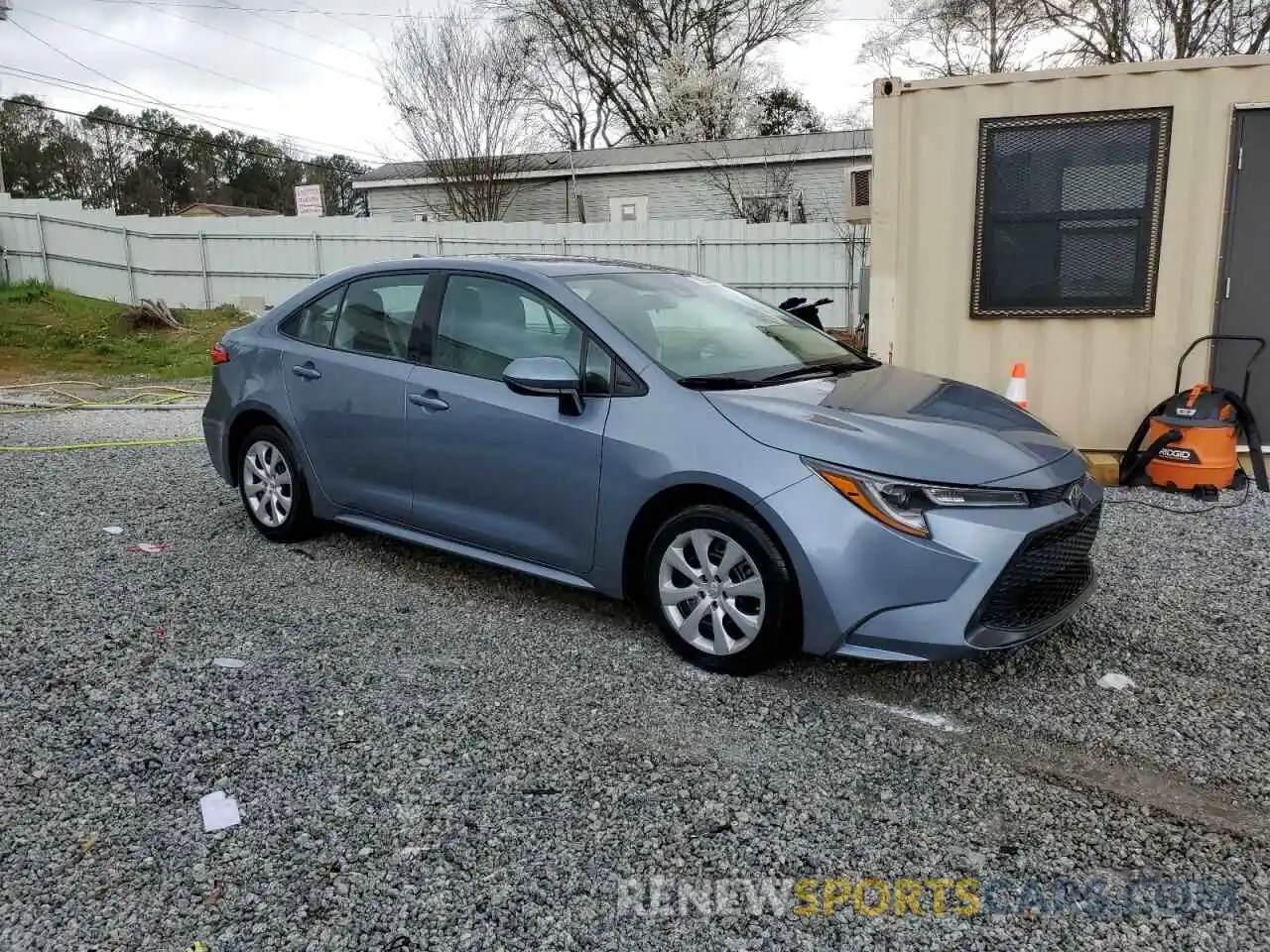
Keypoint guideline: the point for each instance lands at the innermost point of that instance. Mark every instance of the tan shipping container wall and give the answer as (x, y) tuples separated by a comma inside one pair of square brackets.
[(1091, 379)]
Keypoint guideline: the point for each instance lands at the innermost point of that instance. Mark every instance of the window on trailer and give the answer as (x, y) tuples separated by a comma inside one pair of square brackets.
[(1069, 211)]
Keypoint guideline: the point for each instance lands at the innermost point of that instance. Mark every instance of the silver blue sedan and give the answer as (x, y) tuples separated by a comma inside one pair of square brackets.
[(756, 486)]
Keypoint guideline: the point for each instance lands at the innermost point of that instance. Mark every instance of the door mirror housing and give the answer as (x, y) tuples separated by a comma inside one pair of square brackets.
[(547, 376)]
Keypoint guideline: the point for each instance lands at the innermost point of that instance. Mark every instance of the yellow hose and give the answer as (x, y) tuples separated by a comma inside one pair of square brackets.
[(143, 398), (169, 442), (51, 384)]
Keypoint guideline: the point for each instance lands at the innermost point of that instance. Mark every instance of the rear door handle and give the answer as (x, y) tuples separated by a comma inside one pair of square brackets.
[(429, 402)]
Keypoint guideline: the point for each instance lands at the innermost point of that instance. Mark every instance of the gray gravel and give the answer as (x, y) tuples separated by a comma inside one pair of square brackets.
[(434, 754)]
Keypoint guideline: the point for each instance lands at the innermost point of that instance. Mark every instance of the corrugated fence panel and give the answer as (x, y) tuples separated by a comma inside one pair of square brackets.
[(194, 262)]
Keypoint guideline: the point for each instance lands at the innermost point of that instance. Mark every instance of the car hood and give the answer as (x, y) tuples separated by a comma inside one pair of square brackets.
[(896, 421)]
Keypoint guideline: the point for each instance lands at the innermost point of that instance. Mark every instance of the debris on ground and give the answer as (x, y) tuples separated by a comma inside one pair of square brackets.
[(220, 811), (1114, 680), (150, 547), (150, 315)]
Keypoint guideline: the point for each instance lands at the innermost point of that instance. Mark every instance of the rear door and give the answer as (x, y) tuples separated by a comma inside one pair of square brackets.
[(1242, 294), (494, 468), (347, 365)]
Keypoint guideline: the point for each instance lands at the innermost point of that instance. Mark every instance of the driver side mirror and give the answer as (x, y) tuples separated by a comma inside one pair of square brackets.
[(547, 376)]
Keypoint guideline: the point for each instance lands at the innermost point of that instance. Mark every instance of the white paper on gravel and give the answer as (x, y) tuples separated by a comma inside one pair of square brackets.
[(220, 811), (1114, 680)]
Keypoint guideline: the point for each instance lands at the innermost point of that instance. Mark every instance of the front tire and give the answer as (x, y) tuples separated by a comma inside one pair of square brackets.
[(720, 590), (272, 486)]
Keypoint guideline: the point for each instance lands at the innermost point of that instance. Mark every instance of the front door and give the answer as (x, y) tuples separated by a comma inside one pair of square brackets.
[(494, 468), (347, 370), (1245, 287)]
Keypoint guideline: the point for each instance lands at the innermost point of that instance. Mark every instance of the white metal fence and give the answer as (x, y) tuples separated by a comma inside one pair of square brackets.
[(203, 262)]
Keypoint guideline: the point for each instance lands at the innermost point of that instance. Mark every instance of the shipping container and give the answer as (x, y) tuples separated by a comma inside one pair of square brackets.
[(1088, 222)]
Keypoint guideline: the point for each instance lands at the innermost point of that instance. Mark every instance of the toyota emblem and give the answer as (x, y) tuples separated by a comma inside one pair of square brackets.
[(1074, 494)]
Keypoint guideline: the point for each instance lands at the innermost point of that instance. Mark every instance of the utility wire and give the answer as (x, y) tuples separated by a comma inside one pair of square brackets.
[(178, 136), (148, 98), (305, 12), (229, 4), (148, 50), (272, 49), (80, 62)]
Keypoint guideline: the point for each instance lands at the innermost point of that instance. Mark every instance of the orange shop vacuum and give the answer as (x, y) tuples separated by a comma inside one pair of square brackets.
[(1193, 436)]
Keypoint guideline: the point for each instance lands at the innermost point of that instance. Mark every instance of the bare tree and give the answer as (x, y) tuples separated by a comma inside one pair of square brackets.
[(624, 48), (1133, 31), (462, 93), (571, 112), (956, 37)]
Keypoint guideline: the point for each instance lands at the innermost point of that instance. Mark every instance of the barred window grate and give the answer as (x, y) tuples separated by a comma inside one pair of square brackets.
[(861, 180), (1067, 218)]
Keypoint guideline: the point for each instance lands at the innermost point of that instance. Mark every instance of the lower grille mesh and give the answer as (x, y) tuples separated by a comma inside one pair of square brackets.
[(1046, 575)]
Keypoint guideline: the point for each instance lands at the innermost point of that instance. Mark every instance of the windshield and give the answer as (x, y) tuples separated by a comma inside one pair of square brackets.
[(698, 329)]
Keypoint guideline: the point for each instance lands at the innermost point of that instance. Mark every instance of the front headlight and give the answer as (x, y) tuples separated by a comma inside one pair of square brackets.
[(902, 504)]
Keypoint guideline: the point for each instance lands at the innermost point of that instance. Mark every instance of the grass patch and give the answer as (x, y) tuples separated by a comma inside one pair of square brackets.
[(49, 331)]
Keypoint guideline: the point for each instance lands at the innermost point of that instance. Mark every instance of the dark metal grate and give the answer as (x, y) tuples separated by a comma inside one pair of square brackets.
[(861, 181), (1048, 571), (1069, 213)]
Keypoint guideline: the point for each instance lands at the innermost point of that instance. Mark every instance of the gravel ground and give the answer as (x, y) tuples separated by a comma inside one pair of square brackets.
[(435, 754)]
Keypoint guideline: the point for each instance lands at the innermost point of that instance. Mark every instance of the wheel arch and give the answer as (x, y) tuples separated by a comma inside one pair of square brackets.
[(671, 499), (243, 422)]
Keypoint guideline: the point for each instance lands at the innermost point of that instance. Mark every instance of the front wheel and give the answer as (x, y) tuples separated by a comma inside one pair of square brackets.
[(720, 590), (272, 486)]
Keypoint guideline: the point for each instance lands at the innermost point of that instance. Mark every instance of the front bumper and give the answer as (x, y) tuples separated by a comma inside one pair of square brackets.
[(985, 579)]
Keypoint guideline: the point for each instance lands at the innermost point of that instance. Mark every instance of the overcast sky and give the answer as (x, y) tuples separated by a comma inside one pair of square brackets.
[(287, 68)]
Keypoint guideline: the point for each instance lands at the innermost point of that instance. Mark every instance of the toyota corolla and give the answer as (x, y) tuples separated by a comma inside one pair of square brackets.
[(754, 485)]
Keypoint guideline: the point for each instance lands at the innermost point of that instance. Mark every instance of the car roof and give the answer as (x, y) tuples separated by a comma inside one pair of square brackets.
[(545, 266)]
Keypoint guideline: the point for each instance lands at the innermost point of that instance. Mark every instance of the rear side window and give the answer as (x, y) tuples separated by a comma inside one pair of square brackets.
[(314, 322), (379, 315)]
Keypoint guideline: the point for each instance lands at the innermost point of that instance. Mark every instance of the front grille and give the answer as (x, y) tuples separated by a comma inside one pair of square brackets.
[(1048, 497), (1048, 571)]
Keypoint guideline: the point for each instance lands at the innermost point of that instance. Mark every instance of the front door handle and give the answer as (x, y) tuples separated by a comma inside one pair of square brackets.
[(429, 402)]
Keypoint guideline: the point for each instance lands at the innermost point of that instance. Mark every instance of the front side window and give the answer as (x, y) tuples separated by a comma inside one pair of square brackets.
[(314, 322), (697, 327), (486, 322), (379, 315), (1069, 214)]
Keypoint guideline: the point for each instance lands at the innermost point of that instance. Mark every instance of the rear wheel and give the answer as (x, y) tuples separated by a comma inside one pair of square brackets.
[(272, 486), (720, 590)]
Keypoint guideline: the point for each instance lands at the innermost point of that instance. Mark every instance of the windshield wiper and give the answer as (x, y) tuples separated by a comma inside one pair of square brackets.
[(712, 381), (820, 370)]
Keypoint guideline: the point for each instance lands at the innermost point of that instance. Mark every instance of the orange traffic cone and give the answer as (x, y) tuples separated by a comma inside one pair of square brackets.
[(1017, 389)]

## Task instructions
Put the records, from the start up to and including the line with "[(896, 421)]", into a JSON list of strings, one string per line, with blank lines skipped. Leave the pictures out.

## Solution for this task
[
  "Keypoint guideline: the point for each instance lands at the innermost point of that instance. Mark every instance of the tan shipping container wall and give the answer as (x, y) tuples separated by a comma inside one pair of square brackets.",
  "[(1091, 379)]",
  "Keypoint guideline: the point for each instance lands at the innermost point of that instance. Mark every instance of the window on trailer and give the answer as (x, y) tuples separated by a comma inside one pair of square brackets.",
  "[(1069, 211)]",
  "Keypoint guideline: the point for each instance lands at the innermost point of that instance. Mark every instance of the silver blue sedan and give the answer as (x, y) tuples separated by a comma inside one pair of square brackets.",
  "[(756, 486)]",
  "Keypoint guideline: the point for each instance lands at the innermost point of that instance. Mark every instance of the door mirror housing and give the answer as (x, y) tuples separated by a comma inside one pair of square brackets.",
  "[(547, 376)]",
  "Keypoint guideline: the point for each instance lands at the innermost point of that instance. Mark every instance of the yellow hose and give the answer as (x, y) tuples separated by a comma inside one pair of square brackets.",
  "[(143, 398), (169, 442), (51, 384)]",
  "Keypoint guideline: the point for each instance lands at the innermost point of that instance. Mark every instance of the rear door handle and give the answer as (x, y) tuples separated by a comma inside one pair of square brackets.",
  "[(429, 402)]",
  "Keypoint guideline: the point for each instance lands at the innermost point of that instance. Mark every instance of the gray gravel and give the answer as (x, y) tuples separated by a comma inside one pair of square brackets.",
  "[(434, 754)]",
  "Keypoint guideline: the point for each instance lands at the innermost point of that instance. Mark every instance of the corrugated fence panel and give the answer as (x, y) tuples separated by a comma inside one pair of square brackets.",
  "[(194, 262)]",
  "Keypoint guideline: the point for each instance lands at the innermost point of that instance. Mark every instance of the car hood and give the answer as (x, y) tuples separated by a comma inside one pair of square brackets.",
  "[(896, 421)]"
]